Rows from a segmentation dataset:
'''

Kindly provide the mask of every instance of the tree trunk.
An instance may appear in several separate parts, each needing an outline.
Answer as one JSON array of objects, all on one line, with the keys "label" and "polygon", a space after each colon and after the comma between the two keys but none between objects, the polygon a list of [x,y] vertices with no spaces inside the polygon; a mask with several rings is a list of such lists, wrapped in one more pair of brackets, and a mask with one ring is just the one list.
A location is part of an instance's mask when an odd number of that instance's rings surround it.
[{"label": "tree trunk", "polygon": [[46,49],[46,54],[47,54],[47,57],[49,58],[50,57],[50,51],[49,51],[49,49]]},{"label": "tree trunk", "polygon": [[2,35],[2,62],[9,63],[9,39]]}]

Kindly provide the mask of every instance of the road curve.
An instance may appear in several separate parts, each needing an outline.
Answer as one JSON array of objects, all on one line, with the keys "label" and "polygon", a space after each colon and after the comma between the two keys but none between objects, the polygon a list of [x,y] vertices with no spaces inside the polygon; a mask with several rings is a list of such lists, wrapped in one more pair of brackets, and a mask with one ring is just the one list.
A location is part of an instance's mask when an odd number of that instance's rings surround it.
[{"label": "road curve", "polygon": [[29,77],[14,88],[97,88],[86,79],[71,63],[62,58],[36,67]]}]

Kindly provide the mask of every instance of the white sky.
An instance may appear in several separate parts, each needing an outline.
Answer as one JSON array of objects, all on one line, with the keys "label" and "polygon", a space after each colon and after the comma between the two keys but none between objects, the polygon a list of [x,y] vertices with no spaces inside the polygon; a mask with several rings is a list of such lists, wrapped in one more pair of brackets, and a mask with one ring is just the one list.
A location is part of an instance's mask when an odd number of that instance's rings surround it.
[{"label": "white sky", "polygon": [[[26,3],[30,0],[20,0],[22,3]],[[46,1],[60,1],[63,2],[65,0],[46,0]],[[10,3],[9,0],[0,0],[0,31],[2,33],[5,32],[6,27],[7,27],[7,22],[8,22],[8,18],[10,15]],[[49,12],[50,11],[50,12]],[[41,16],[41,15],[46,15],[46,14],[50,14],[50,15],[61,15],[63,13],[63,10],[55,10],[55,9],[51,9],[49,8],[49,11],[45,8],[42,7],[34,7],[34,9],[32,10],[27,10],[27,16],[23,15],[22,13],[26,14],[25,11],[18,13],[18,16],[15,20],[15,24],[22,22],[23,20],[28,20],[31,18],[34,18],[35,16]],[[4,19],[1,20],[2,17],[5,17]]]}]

'''

Render every line of the material above as a numbered list, leaving out the blank lines.

1. Kindly provide the mask of every instance of the tree trunk.
2. An instance may appear in several separate parts, each needing an outline.
3. Answer as one JSON array of objects, all on one line, with the keys "label" and "polygon", a space after each colon and after the comma between the two keys but none between objects, the polygon a list of [x,y] vertices with no spaces inside the polygon; a mask with several rings is a list of such lists, wrapped in one more pair of brackets, and a mask with one ring is just the one list.
4. A location is part of an instance's mask when an odd number of that instance's rings surround it.
5. [{"label": "tree trunk", "polygon": [[46,49],[46,54],[47,54],[47,57],[49,58],[50,57],[50,51],[49,51],[49,49]]},{"label": "tree trunk", "polygon": [[2,35],[2,62],[9,63],[9,39]]}]
6. Kindly provide the mask of every instance of the road curve.
7. An instance may appear in several separate parts, each needing an outline.
8. Answer as one JSON array of objects, all on one line, with the keys "label" and "polygon", a space after each colon and after the comma between the two keys but none between objects, the polygon a list of [x,y] vertices with no spaces inside the polygon; a mask with several rings is a list of such lists, wrapped in one more pair of brackets, and a mask with one ring is just the one list.
9. A location is part of an instance's mask when an odd number of that instance's rings surround it.
10. [{"label": "road curve", "polygon": [[29,77],[14,88],[97,88],[86,79],[71,63],[62,58],[36,67]]}]
11. Kindly provide the mask of every instance of the white sky.
12. An instance may appear in several separate parts, each needing an outline.
13. Answer as one JSON array of objects, all on one line, with the keys "label" and "polygon", a space after each colon and after the comma between the two keys but none between objects, the polygon a list of [x,y] vertices with no spaces inside the polygon; a mask with several rings is a list of such lists, wrapped in one more pair of brackets, and a mask with one ring is just the one list.
14. A location is part of an instance's mask when an odd number of that instance's rings surround it.
15. [{"label": "white sky", "polygon": [[[26,3],[30,0],[20,0],[22,3]],[[46,1],[60,1],[63,2],[65,0],[46,0]],[[10,3],[9,0],[0,0],[0,31],[2,33],[5,32],[6,27],[7,27],[7,22],[8,22],[8,18],[10,15]],[[49,12],[50,11],[50,12]],[[41,16],[41,15],[46,15],[46,14],[50,14],[50,15],[61,15],[63,13],[63,10],[55,10],[55,9],[51,9],[49,8],[49,11],[45,8],[42,7],[34,7],[34,9],[32,10],[27,10],[27,16],[23,15],[22,13],[26,14],[25,11],[18,13],[18,16],[15,20],[15,24],[22,22],[23,20],[28,20],[31,18],[34,18],[35,16]],[[4,19],[1,20],[2,17],[5,17]]]}]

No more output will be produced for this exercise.